Zu lesender Auszug:
# # # #

Haifisch_Nico schrieb:


> Ein Kormoran frisst 500gr. Fisch am Tag Bei 10 Kormoranen macht das 5 kg am Tag und rund 1,8 Tonnen im Jahr.
> 
> Wieviel Besatz macht den dein Verein. Anscheinend hunterte Kilo im Monat.
> 
> ...



Blödsinn. Komorane sind dort wo Nahrung ist. Eine stabile Komoranpopulation an einem Gewässer, die sich größenmäßig nicht wesentlich verändert, weist eher auf eine hohe Produktivität dieses Gewässers hin. Denn wenn es nicht ausreichend Fische gäbe, dann wären auch die Vögel weg. 



teilzeitgott schrieb:


> es ist traurig das man hier eigentlich nicht offen sagen kann was man über die nabu denkt, weil man ja nie sicher sagen kann ob der feind mit lesen wird.
> 
> ...
> 
> ...



Erstens ist der Nabu kein Feind der Angler. Ich kenne etliche Leute, die angeln und Nabumitglied sind. Zweitens ist das keine Aktion DER Angler, sondern die eines hirnlosen Schwachkopfes, dem der Angel- und auch der Jagdschein entzogen gehört.   




depasch schrieb:


> Ihr glaubt allen ernstes, das ein angler sich mit ner flinte in einem Fremden Jagdgebiet auf die lauer lebt einen Komoran schießt, diesen dann aufhängt, mit ner visitenkarte und dann heimlich verschwindet...



Glaubst du allen ernstes, dass sich irgendjemand anderes mal eben hinstellt einen Vogel abknallt, um daraus eine PR-Aktion zu konstruieren?

Nochmal, die Probleme, die durch den Komoran entstehen sind zu einem guten Teil selbst verschuldet. Fische, die nicht in der Lage sind sich vor fischfressenden Vögeln zu verstecken, weil sie entweder nicht entsprechend angepasst sind oder weil das Gewässer die entsprechenden Rückzugs- und Deckungsmöglichkeiten nicht her gibt, zu besetzen ist einfach rausgeschmissenes Geld.
Wenn man es nicht schafft, Gewässer so zurück zu gestalten, dass sie eben nicht vom Hassvogel leergefressen werden können, dann wird das Gleiche Problem immer wieder auftauchen.

Wie groß soll denn eine realistische Reduzierung sein? Auf 50%? Auf 25%? Auf 10% oder noch weniger? Man sollte doch mal realistisch bleiben und feststellen, dass  der Vogel in Deutschland bleiben wird. Dort wo er als Standvogel lebt, dort ist er vergleichsweise unproblematisch, weil eben die bejagten Gewässer auch das entsprechende Potential haben, aber dort wo er als herumziehender Vogel einfällt, z.B. die kleinen Flüsse der Äschenregion, dort wird auch die Hälfte der Population das gleiche Massaker anrichten, die brauchen dann einfach nur etwas länger.

# # # #

Zeilen des Datensatzes:
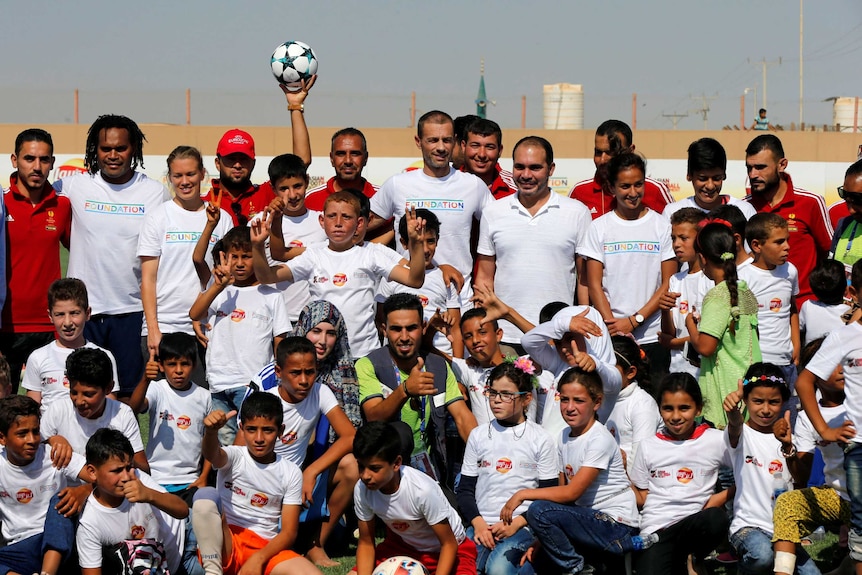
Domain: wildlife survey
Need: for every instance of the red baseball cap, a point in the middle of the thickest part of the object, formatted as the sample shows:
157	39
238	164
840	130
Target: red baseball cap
236	142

# # # #

Auszuführende Aufgabe:
Führen Sie die Forumsdiskussion über Kormorane und Angler im Anschluss an ihren letzten Satz fort.

Antwort zur Aufgabe:
----------



## firemirl (22. April 2010)

*AW: Comoran erschossen und aufgehängt. War das wirklich ein Angler?*

Zitat sundvogel:
Hä? Dein Indiz ist, dass jemand erkennt, das ein Vogel mit Schrot geschossen wurde? Das soll doch wohl jeder wissen, der in ländlicher Umgebung groß geworden ist? Mal ehrlich, so was ist doch Stuß. Verunglimpfungen und Verleumdungen, auch wenn sie nur tendenziös sind, bringen einen in der Problematik keinen Schritt weiter. Eher ist das Gegenteil der Fall.


Daraus schließe ich, dass Du dich mit den Beschußbildern der verschiedenen Munitionsarten auskennst.
Aber vieleicht ließt Du nochmal richtig nach!
Um die Löcher von Standart-Schrotmunition zu sehen, hätte er das Tier wohl erst rupfen müssen. Er spricht von mehreren Wunden. Daraus wäre dann zu folgern, das entweder aus nächster Nähe geschossen wurde was mehrere Wunden allerdings nicht erklären würde, da dann das Tier nicht mehr in diesem Zustand gewesen wäre oder aus größerer Entfernung mit Schrot in der Klasse + 0,7er was ich allerdings bezweifeln möchte.
Zumal habe ich geschrieben, dass Schrot beim Kormoran außer im absoluten Nahbereich quasi keinen Effekt hat. Um Ihn aus größerer Entfernung zu bejagen ist eine Vollkugel nötig.
Und was Deine Verunglimpfungen und Verleumdungen anbelangt, so krame ich mal den Satz ''Der Empfänger macht die Botschaft'' heraus. Ich habe niemanden angegriffen sondern lediglich meine bescheidene Meinung geäußert.
Also anderen ohne genaues Hinterfragen der Beweggründe eine nicht existente oder tendenzielle Verunglimpfungen oder Verleumdungen zu unterstellen ist mal ein starkes Stück.


----------



## Case (22. April 2010)

*AW: Comoran erschossen und aufgehängt. War das wirklich ein Angler?*

Vor langer Zeit 
als ich noch ab und zu in Norwegen Urlaub machte fiel mir etwas auf. An vielen Fischzuchtanlagen hingen tote Möven. Hoch aufgehängt und von weitem sichtbar. 

Ein Teichwirt erklärte mir, dass dieses andere Möven davon abhalte, die Teichanlage anzufliegen. Vielleicht ist jemandem auch sowas durch den Kopf gegangen. Auf jeden Fall wäre das eine Möglichkeit der Vergrämung. Es kann ja auch ein künstlicher Kormoran sein. Einen Versuch wäre es wert.

Und eine PR-Aktion würde ich nicht grundsätzlich ausschließen.
Es gibt überall Fanatiker.

Wenn man ein Omlet braten will
muss man paar Eier knicken.
                          ( Ghandi )

Case


----------



## depasch (22. April 2010)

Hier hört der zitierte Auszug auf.